TEXT SEGMENT:
=== Section Start ===
A stellar cast and competent thrills battle Ridley Scott’s navel-gazing.
By  · Published on May 12th, 2017

A stellar cast and competent thrills battle Ridley Scott’s navel-gazing.

Any movie that shoots James Franco into the endless void of space can’t be completely bad. So why does Alien: Covenant insist on fighting itself at every turn? For every breathtaking moment or a schlocky bit of fun in director Ridley Scott’s newest addition to his sci-fi/horror franchise, there’s a mirrored bit of narrative overstep or emotional miscalculation. The worst part of all is that it’s still got enough ambition to be fun, albeit not as fun as its not-quite-as-stupid and much tenser predecessor Prometheus.

Covenant (previously titled Alien: Paradise Lost to give you a sense of the self-importance present in John Logan and D.W. Harper’s script) takes place a decade after the events of the previous film, following a different crew with a different mission (colonization) and different synthetic member played by the same Michael Fassbender. Walter is a degree more mechanical and sturdy than David, the earlier model robot whom Fassbender played in Prometheus and – surprise – reprises here.

He’s led by Captain Orem, played by the always scene-stealing Billy Crudup. Oram is a religious man, an unfun nerd, and a hesitant leader that sputters out milquetoast orders that nobody with a pulse and an opinion would obey. It’s a weird choice for a leader, but a great one because Crudup makes the character sing through the small things. His halting delivery, downcast eyes, and fretting body language make clear his character’s ineptitude for this sort of role and do more to instill suspense than most of the film’s camerawork. Katherine Waterston is his second mate, Daniels, and Danny McBride is Tennessee, the pilot. Waterston aptly adopts the same quiet, resilient toughness that runs throughout the franchise’s protagonists while cowpoke McBride swaggers like the best blue-collar space trucker money could buy.

The crew is large but, opposed to almost every other body-count-racking film of its ilk, not hard to remember. In one of the script’s few smart moves (besides immediately blasting Franco out an airlock), the crew is comprised of a smattering of married couples whose relationship already helps us define who belongs to whom and why we should care. It’s easier to be compassionate towards the death of a nameless security guard if he has a narratively built-in person to grieve for him.
=== Section End ===
ACTIVITY LIST:
(a) From the review, extract the passage from "Covenant (previously titled" up to and including "surprise – reprises here.".
(b) Summarize the review in two sentences.

RECORDS SHOWN:
=== Section Start ===
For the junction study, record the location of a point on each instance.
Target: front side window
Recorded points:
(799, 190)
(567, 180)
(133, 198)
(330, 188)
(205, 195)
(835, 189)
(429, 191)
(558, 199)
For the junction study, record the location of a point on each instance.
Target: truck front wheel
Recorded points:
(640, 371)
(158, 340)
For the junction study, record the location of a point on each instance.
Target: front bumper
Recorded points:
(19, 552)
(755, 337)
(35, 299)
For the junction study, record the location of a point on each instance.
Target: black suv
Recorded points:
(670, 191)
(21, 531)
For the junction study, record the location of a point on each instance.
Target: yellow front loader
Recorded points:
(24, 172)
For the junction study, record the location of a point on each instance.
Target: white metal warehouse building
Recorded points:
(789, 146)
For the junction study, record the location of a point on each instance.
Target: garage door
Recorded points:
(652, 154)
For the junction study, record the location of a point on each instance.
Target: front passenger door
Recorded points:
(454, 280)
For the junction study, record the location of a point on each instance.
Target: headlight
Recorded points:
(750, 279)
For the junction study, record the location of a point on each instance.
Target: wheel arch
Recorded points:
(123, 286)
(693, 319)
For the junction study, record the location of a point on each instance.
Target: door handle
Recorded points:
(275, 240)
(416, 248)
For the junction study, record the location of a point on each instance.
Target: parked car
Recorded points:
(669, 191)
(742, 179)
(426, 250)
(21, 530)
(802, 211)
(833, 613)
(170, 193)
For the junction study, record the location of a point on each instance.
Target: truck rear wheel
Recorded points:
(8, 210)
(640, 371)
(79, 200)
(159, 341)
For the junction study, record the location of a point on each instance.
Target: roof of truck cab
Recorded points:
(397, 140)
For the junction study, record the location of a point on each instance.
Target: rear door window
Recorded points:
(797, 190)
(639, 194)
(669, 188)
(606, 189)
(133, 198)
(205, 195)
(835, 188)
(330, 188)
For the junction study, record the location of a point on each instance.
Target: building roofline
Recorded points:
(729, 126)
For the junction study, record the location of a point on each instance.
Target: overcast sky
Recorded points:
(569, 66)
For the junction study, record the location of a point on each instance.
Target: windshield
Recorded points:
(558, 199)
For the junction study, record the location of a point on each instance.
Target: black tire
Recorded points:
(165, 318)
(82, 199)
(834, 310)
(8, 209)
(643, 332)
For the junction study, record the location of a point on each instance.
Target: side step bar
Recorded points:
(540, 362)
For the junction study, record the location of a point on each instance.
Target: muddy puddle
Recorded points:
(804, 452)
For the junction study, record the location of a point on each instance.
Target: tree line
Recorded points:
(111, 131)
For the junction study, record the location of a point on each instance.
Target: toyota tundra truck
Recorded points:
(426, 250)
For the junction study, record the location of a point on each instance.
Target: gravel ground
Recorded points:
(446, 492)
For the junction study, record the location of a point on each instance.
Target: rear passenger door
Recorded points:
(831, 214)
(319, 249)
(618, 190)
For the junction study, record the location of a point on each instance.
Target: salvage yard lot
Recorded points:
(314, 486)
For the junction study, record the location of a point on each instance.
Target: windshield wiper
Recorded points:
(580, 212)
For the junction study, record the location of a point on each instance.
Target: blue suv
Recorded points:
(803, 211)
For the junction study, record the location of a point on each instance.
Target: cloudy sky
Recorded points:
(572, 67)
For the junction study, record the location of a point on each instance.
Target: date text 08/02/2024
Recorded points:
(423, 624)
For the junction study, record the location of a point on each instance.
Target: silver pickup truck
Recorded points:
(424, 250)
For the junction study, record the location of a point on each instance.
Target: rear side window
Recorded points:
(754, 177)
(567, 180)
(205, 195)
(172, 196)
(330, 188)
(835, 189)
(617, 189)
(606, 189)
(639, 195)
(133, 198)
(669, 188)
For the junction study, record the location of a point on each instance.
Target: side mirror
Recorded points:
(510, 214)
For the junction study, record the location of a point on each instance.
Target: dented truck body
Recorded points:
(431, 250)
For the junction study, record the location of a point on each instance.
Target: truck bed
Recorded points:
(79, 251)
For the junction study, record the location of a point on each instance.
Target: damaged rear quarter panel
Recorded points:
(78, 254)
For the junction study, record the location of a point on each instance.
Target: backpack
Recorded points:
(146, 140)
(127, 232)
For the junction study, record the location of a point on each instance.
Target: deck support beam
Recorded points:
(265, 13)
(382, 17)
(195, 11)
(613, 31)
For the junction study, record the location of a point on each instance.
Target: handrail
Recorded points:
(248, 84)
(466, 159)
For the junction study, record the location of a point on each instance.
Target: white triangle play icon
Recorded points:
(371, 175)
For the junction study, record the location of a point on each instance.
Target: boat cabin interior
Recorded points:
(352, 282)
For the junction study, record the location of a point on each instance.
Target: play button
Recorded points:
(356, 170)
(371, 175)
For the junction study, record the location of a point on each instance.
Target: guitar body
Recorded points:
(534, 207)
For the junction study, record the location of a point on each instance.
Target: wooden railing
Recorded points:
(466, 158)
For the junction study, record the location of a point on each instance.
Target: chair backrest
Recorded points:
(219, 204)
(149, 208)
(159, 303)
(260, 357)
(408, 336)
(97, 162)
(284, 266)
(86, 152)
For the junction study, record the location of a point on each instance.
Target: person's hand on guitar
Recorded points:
=== Section End ===
ANSWERS FOR EACH ITEM:
(a)
Covenant (previously titled Alien: Paradise Lost to give you a sense of the self-importance present in John Logan and D.W. Harper’s script) takes place a decade after the events of the previous film, following a different crew with a different mission (colonization) and different synthetic member played by the same Michael Fassbender. Walter is a degree more mechanical and sturdy than David, the earlier model robot whom Fassbender played in Prometheus and – surprise – reprises here.

(b) The review finds Alien: Covenant, Ridley Scott's newest addition to his sci-fi/horror franchise, ambitious enough to be fun but repeatedly undercut by narrative overstep and emotional miscalculation, leaving it less fun than its predecessor Prometheus. It praises the cast, especially Billy Crudup as the hesitant captain, Katherine Waterston as Daniels and Danny McBride as the pilot Tennessee, along with the script's choice to build the crew from married couples, which makes the characters easy to remember and care about.